Records from a data collection:
.....
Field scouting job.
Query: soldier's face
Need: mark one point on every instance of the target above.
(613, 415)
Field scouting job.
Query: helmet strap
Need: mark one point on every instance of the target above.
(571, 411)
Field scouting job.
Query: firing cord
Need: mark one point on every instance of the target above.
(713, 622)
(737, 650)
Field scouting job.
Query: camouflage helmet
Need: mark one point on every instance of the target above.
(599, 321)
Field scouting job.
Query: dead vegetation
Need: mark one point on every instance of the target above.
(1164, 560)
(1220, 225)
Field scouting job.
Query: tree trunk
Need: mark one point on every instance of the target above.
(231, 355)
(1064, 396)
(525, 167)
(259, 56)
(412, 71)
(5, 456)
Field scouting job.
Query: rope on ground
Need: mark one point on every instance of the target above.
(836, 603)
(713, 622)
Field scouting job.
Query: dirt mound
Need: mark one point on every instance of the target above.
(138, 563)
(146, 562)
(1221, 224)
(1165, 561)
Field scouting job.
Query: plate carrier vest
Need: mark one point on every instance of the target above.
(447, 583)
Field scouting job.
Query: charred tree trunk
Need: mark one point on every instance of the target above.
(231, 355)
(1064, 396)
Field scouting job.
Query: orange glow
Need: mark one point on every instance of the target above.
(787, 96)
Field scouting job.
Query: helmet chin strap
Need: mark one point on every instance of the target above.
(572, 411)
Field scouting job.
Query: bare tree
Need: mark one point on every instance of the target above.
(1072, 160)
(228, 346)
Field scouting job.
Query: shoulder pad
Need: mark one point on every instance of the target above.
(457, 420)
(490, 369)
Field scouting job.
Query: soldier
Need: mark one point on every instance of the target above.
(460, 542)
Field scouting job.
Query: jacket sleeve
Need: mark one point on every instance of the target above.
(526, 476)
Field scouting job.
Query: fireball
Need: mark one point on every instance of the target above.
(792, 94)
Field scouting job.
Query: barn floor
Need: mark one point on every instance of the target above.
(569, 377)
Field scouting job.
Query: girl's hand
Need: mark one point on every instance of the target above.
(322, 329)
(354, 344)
.....
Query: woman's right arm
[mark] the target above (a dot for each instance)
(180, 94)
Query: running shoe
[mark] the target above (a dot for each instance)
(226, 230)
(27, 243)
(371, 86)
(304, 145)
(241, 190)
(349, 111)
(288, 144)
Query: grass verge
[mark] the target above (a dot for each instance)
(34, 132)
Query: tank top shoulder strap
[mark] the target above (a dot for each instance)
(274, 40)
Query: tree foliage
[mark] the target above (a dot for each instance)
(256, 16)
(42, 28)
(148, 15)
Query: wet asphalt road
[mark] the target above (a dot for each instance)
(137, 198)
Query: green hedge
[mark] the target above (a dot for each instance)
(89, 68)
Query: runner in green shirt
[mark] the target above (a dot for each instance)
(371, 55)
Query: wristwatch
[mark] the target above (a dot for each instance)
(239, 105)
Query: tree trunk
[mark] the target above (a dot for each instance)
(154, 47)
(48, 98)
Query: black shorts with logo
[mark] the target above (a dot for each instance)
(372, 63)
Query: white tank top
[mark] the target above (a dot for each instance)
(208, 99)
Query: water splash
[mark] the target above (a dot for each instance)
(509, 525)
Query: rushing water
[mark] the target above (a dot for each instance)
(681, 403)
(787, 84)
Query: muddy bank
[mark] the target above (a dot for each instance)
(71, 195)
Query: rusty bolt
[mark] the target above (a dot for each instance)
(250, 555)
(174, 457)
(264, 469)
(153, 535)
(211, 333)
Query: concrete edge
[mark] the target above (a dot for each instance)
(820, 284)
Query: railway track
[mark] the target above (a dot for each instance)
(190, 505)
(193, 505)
.....
• [Goal of the exercise]:
What lines in the records contain the word "helmet"? Return each one.

• [Output for this task]:
Query: helmet strap
Query: camouflage helmet
Query: helmet chin strap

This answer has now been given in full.